> _PROVIDED MATERIAL_:
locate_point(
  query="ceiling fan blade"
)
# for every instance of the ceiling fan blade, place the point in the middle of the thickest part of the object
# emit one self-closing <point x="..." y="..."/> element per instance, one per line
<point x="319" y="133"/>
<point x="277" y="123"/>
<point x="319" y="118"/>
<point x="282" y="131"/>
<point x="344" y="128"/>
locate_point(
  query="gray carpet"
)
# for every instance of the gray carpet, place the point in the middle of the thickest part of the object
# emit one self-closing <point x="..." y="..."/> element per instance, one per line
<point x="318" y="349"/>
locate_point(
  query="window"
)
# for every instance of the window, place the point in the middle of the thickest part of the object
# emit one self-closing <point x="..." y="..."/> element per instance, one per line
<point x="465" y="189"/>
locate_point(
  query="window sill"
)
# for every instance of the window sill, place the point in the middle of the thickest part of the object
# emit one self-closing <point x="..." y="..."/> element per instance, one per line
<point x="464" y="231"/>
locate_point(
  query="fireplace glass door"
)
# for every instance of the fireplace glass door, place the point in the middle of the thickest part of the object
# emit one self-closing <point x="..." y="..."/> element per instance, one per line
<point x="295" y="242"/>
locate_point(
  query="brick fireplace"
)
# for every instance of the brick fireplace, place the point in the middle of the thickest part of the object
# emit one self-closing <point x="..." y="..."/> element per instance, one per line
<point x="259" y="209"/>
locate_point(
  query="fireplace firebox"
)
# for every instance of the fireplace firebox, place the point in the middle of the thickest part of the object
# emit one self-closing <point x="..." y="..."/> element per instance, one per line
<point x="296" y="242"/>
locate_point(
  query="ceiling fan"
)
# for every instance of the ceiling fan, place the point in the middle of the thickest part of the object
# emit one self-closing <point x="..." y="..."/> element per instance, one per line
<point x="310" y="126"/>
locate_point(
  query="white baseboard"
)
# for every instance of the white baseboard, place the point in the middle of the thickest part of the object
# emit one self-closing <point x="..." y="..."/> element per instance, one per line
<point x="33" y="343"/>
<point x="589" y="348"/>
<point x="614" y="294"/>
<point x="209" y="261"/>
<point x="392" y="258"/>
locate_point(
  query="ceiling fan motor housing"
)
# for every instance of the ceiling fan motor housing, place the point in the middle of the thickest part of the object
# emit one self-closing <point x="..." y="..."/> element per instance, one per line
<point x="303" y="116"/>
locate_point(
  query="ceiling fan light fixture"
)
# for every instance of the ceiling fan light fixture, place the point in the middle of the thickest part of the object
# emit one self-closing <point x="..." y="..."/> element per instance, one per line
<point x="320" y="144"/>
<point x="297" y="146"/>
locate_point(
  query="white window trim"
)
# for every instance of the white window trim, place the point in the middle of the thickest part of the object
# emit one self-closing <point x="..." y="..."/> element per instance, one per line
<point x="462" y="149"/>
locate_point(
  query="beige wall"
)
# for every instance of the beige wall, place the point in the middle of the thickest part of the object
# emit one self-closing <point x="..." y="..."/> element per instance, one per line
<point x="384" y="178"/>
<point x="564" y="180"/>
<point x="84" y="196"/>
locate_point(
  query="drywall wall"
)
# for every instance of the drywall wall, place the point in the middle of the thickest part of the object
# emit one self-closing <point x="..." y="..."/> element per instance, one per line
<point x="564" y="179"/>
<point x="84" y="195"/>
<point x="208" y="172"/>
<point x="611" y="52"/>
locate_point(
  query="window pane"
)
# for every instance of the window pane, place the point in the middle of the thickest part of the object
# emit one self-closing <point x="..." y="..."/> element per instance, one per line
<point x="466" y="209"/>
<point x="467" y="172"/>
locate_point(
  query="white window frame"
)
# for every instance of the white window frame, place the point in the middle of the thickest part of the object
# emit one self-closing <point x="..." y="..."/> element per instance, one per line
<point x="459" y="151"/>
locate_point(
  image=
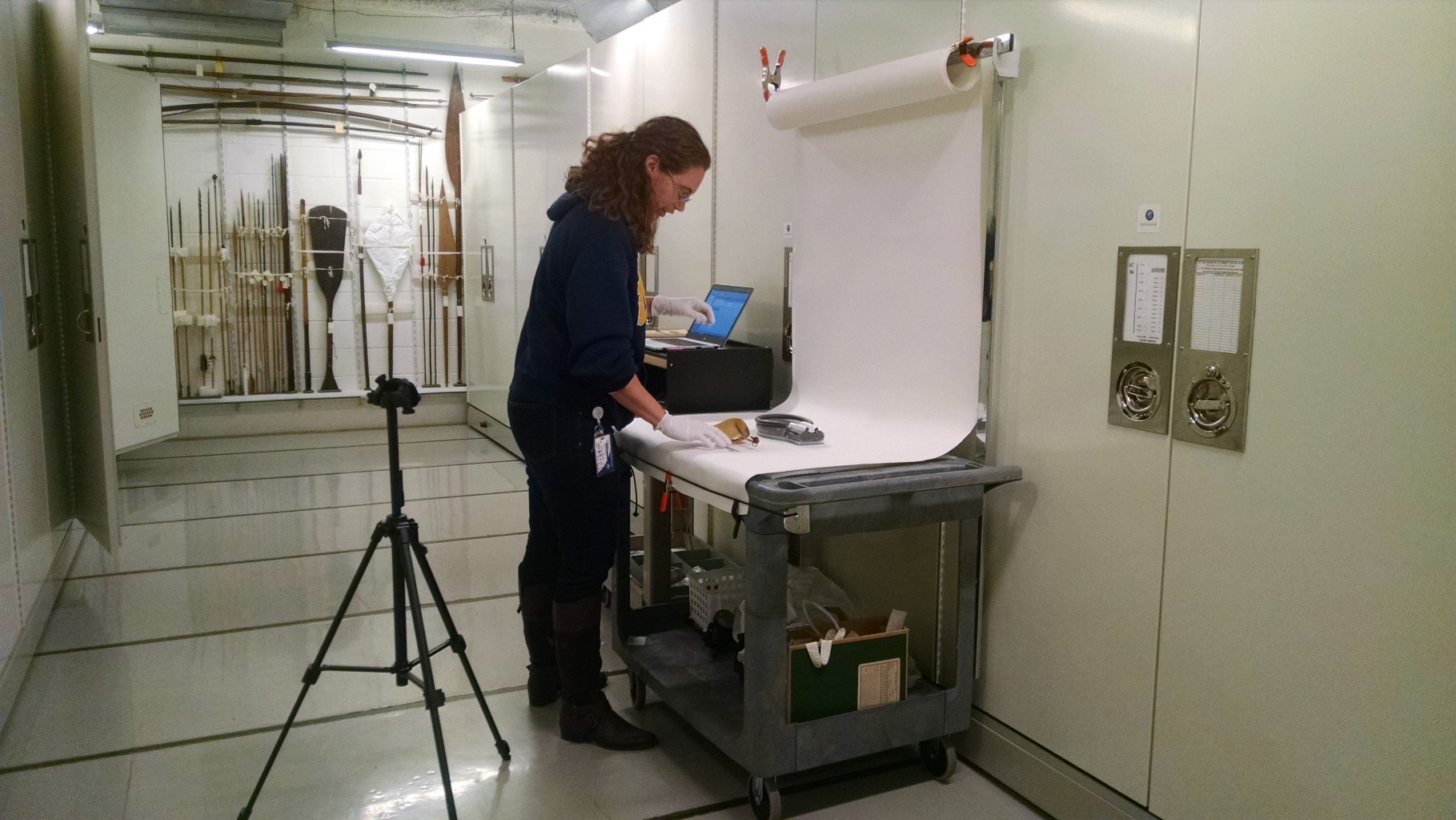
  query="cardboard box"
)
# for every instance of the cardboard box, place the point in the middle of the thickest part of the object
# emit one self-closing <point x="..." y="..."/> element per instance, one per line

> _TASK_:
State how many lines of the records contain the word "wall". Give that number alone.

> _RESULT BELOW_:
4